## THE TASK:
Reproduce the entries that follow verbatim, down to the final line.

********

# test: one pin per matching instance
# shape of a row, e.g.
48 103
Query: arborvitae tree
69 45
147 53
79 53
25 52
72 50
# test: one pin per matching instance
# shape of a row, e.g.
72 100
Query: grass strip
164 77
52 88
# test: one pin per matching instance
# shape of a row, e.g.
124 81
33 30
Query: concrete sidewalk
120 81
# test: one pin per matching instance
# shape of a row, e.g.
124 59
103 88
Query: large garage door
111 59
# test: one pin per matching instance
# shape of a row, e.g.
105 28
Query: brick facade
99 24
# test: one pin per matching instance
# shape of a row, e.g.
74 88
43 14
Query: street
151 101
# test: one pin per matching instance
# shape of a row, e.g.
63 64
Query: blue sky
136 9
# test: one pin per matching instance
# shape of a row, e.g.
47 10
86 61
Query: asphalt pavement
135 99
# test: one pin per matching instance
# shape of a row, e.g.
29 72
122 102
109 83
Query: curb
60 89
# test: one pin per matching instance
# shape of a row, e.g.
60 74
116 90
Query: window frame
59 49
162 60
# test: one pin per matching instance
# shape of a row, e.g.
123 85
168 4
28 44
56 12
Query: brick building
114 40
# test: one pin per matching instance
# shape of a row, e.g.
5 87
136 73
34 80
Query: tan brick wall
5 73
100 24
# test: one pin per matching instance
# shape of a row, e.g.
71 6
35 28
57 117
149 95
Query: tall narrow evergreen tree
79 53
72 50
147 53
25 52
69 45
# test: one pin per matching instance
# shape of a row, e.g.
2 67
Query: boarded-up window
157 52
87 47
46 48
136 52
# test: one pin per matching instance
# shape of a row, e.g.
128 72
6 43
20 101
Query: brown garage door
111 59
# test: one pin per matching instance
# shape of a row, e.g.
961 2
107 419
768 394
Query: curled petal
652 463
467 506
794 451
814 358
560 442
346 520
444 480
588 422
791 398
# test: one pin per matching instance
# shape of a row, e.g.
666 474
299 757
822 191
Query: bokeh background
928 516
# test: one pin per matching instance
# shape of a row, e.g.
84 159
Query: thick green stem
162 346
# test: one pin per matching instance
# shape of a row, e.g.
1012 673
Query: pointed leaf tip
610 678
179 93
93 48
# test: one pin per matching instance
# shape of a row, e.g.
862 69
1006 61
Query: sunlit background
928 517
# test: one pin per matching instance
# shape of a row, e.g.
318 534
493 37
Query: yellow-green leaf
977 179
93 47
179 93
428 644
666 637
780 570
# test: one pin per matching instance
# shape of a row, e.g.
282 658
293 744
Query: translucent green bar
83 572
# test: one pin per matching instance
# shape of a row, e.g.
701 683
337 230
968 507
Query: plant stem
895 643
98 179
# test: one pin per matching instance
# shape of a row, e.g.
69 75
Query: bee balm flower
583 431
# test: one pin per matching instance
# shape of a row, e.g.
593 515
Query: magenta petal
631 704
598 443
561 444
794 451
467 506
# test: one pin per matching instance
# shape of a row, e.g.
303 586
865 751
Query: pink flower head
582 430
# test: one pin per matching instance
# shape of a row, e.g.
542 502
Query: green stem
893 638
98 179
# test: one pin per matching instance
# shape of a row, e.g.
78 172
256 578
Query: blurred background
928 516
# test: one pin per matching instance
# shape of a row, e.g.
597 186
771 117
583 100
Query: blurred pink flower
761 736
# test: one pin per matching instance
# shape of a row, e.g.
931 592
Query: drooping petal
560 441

********

## PROBLEM SOLUTION:
# test: one pin per matching instance
# shape of a row, e.g.
48 103
Query: arborvitae tree
69 45
147 53
79 53
25 52
72 50
# test: one pin per matching instance
# shape of a row, e.g.
72 100
Query: grass strip
164 77
52 88
# test: one pin per matching instance
# shape of a row, e.g.
124 81
33 30
Query: concrete sidewalk
120 81
# test: one pin per matching instance
# shape of a row, e.g.
124 59
103 88
Query: large garage door
111 59
# test: one pin per matching instance
# shape of a row, e.g.
105 28
Query: brick facade
99 24
# test: one pin per matching instance
# shape of a row, e.g.
74 88
43 14
Query: street
151 101
# test: one pin per matching instance
# shape of a row, e.g.
63 64
Query: blue sky
136 9
# test: one pin per matching instance
# shape of a row, e.g.
47 10
86 61
Query: asphalt pavement
135 99
# test: one pin per matching instance
# shape of a row, e.g.
29 72
122 102
109 83
Query: curb
60 89
# test: one pin per matching instance
# shape of a row, e.g.
60 74
116 90
Query: window frame
59 49
162 60
# test: one pin per matching instance
# shape of a row, e.g.
123 85
168 4
28 44
56 12
Query: brick building
114 40
# test: one pin per matching instance
# shape of a row, e.g.
5 87
136 73
34 80
Query: tan brick wall
5 73
100 24
# test: one pin per matching instance
# shape of a row, e.g.
71 6
35 28
57 117
149 95
Query: tall narrow evergreen tree
79 53
72 50
147 53
25 52
69 45
# test: one pin per matching instance
# shape of a row, e.g.
2 67
Query: boarded-up window
157 52
87 47
46 48
136 52
# test: one pin per matching instance
# shape of a row, e.g.
128 72
6 43
20 101
Query: brown garage door
111 59
# test: one pin per matching instance
# shape of a row, e.g.
961 2
107 419
768 394
Query: curled petal
652 463
467 506
794 451
814 358
560 442
346 520
444 480
588 422
791 398
# test: one pin per matching instance
# shape of a row, e.g.
666 474
299 757
822 191
Query: bokeh background
928 516
# test: one pin per matching instance
# shape of a row, e.g.
84 159
Query: thick green stem
162 346
# test: one pin per matching instance
# shape of a row, e.g.
1012 673
Query: pointed leaf tip
610 678
179 93
93 48
# test: one pin per matching instance
# shape of a row, e.g.
862 69
1006 61
Query: sunlit background
928 517
# test: one pin per matching instance
# shape of a row, e.g.
318 534
493 37
Query: yellow-green leaf
977 179
93 47
179 93
428 644
666 637
780 570
# test: one pin per matching instance
# shape of a row, e.g.
282 658
293 744
Query: translucent green bar
83 572
# test: one pin per matching instance
# shape of a row, e.g.
701 683
337 230
968 507
Query: plant stem
895 643
98 179
# test: one pin per matching instance
# shape of a row, e.g.
69 75
Query: bee balm flower
583 431
# test: one pin per matching instance
# shape of a row, e.g.
593 515
Query: magenta petal
631 704
598 443
561 444
794 451
467 506
# test: one pin per matching instance
# shape of a row, e.g.
303 586
865 751
Query: pink flower head
582 430
# test: one pin per matching instance
# shape of a row, e.g.
542 502
Query: green stem
893 638
98 179
# test: one pin per matching instance
# shape of a row, e.g.
78 172
256 578
Query: blurred background
928 516
# test: one pin per matching instance
# shape of a row, e.g.
597 186
771 117
583 100
Query: blurred pink flower
761 736
# test: one pin per matching instance
# shape of a row, e.g.
931 592
Query: drooping petal
560 441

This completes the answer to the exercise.